*WHAT TO DO*
Answer these questions from the passage about schools and the marathon runner.
(a) Which race did the writer watch, and from what spot?
(b) Why did the runner say he keeps going?
(c) What does society value and support far more than those committed to providing education?

*SOURCE PASSAGE*

--

How can a profession survive, let alone flourish, when its members are cut off from others and from the rich knowledge base upon which success and excellence depend? Not very well.
A day after watching the 1983 Boston Marathon from the top of Heartbreak Hill, I had the good fortune to sit on a plane beside one of the top finishers. I asked this young man how he did it. “How do you run and run fast for more than two hours, up and down hills, in the face of such extraordinary difficulties?” I expected him to emphasize competition or the pursuit of personal glory; instead, he observed thoughtfully that “I do it because of the crowds. The people along the side of the course. For 26 miles, everyone is cheering, giving me water, support, not interfering, keeping others from interfering, so I can run. I do it because everyone wants me to do it. I don’t want to let them down.”
Competition has its place, but we school people could well use some of these same supportive conditions as we struggle up our own hills. Instead, all too often we find along our course a society that values and supports the product of education far more than those committed to providing it.
As obvious and logical and compelling as these ideas are, they find all too little following in schools.

--

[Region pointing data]
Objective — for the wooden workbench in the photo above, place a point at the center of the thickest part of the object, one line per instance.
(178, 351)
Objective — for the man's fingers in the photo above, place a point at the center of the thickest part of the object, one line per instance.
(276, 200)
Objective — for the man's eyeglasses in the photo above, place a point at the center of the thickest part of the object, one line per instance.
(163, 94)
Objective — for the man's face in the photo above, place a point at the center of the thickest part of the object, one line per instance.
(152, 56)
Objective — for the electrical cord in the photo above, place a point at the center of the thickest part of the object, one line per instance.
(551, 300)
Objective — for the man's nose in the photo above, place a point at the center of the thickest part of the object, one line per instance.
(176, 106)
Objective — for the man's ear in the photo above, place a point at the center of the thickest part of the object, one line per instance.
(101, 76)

--

*TASK RESPONSE*
(a) The 1983 Boston Marathon, from the top of Heartbreak Hill.
(b) Because of the crowds along the side of the course.
(c) The product of education.